:: Stated exercise ::
Format the entries from the line containing "Each instance receives a single keypoint. Tag the human" through the end of the entries as a two-column CSV with the columns "text" and "answer". Give one row per entry, put each value in a single quoted field, and replace line breaks with spaces.

:: Location identification entries ::
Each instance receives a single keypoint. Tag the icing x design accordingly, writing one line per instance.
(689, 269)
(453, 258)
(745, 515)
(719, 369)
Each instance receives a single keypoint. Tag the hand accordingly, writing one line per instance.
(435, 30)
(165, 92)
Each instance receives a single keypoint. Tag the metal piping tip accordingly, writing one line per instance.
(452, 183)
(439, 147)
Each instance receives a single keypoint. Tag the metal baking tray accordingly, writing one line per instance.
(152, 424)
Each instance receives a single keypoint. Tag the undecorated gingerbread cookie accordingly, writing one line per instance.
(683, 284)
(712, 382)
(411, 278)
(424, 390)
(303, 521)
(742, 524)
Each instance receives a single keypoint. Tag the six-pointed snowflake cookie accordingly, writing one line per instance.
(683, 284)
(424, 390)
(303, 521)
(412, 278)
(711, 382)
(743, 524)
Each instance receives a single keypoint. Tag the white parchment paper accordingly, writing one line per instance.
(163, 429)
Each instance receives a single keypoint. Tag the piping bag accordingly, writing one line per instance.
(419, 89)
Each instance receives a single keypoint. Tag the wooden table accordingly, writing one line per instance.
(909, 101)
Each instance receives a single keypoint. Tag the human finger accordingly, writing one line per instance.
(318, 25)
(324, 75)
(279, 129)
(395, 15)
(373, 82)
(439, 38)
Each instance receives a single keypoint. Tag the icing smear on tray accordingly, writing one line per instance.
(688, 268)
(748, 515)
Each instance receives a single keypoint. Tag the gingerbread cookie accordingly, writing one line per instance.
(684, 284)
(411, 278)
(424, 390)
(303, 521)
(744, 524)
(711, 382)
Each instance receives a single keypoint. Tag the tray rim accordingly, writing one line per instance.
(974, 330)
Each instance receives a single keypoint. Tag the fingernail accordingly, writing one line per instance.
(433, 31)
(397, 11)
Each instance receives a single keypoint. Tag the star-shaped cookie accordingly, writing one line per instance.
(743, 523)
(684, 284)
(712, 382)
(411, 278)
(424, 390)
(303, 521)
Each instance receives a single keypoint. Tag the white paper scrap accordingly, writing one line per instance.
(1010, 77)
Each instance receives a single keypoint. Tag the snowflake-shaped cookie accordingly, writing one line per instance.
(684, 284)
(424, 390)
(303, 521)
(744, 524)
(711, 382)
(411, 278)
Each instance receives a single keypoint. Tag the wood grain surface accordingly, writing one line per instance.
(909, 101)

:: Written answer ::
text,answer
"Each instance receives a single keypoint. Tag the human finger accordingly, writing one line per instance.","(318, 25) (324, 75) (279, 129) (395, 15) (373, 82) (439, 38)"
"Each instance receives a single keypoint. Tag the icing smear on tray accordingly, writing one line per instance.","(688, 268) (748, 515)"
"Each instance receives a single keypoint. Tag the gingerbread cookie accordingly, writing one line per instance.","(684, 284) (411, 278) (424, 390) (303, 521) (744, 524) (711, 382)"
"Each instance receives a single keypoint. Tag the tray rim accordingly, writing one line per instance.","(974, 330)"
"Each instance receives a single keypoint. Tag the fingernail accordingly, writing one line per instance.","(433, 31) (397, 11)"
"Each instance receives a single keypoint. Tag the star-shaped cookie accordingly, writing one line per instance.","(743, 523) (684, 284) (712, 382) (411, 278) (424, 390) (303, 521)"
"Each instance receives a single keypoint. Tag the white paper scrap accordingly, writing one line per instance.","(1010, 77)"
"Each instance receives a single keypoint. Tag the snowflake-shaped cookie accordingly, writing one line per instance.","(684, 284) (424, 390) (303, 521) (744, 524) (711, 382) (411, 278)"
"Each instance receives a single keypoint. Tag the wood grain surface accordingly, writing one line per instance.","(909, 101)"